_Teks Pilihan:_
'''

RUTENG, FLORESPOS.net-Pengembangan ekonomi berkelanjutan yang dicanangkan Keuskupan Ruteng, NTT, bukannya tanpa dasar. Dasarnya adalah wilayah keuskupan memiliki aneka potensi dan modal/kapital untuk dikembangkan.
Di hadapan peserta sidang pastoral post Natal, akhir pekan lalu, Uskup Ruteng, Mgr. Sipri Hormat sesuai dengan arahan khususnya yang diterima wartawan, Senin (16/1/2023) menyatakan bahwa sedikitnya ada empat potensi dan kapital yang bisa dikembangkan untuk membangun ekonomi di keuskupannya.
“Modal itu seperti modal manusia. Jumlah umat dan paroki yang banyak bisa menjadi kekuatan besar sekali bila memiliki komitmen sama untuk mengembangkan ekonomi ke depan,” katanya.
Lalu, modal fisik atau material. Hal itu berupa tanah dan sumber alam yang melimpah; modal sosial berupa ekonomi solider dalam tradisi keluarga, sosial, kultural orang Manggarai dan kearifan lokal yang selaras dengan spirit ekonomi berkelanjutan.
Dan, terakhir, modal spritual. Yang ini berupa kekuatan iman dan etis kristiani yang menuntun dan menggerakan kehidupan umat di Keuskupan Ruteng ini.

'''

_Yang Harus Dikerjakan:_
Ulangi bagian teks tentang ekonomi Keuskupan Ruteng, mulai dari "Di hadapan peserta" dan terus sampai "spirit ekonomi berkelanjutan.", tanpa mengubah satu kata pun. Baris-baris ini diambil dari sumber yang berbeda.

_Cuplikan Baris:_

'''

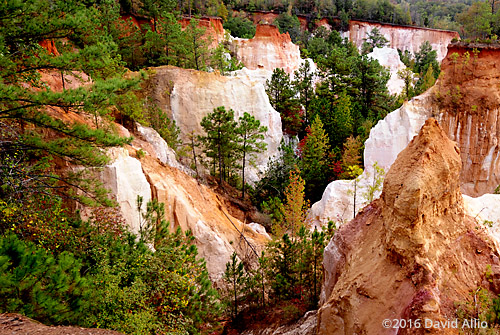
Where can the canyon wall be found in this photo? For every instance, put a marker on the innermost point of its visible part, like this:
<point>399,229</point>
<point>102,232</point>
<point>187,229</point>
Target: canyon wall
<point>402,37</point>
<point>267,50</point>
<point>188,95</point>
<point>468,95</point>
<point>389,58</point>
<point>465,101</point>
<point>214,31</point>
<point>155,173</point>
<point>189,204</point>
<point>412,253</point>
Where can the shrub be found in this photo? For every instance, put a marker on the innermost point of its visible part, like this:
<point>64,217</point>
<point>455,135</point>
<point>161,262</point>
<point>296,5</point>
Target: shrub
<point>240,27</point>
<point>39,285</point>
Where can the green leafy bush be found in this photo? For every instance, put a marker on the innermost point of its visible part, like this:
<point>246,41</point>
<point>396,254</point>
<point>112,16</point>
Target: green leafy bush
<point>39,285</point>
<point>240,27</point>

'''

_Jawaban Latihan:_
Di hadapan peserta sidang pastoral post Natal, akhir pekan lalu, Uskup Ruteng, Mgr. Sipri Hormat sesuai dengan arahan khususnya yang diterima wartawan, Senin (16/1/2023) menyatakan bahwa sedikitnya ada empat potensi dan kapital yang bisa dikembangkan untuk membangun ekonomi di keuskupannya.
“Modal itu seperti modal manusia. Jumlah umat dan paroki yang banyak bisa menjadi kekuatan besar sekali bila memiliki komitmen sama untuk mengembangkan ekonomi ke depan,” katanya.
Lalu, modal fisik atau material. Hal itu berupa tanah dan sumber alam yang melimpah; modal sosial berupa ekonomi solider dalam tradisi keluarga, sosial, kultural orang Manggarai dan kearifan lokal yang selaras dengan spirit ekonomi berkelanjutan.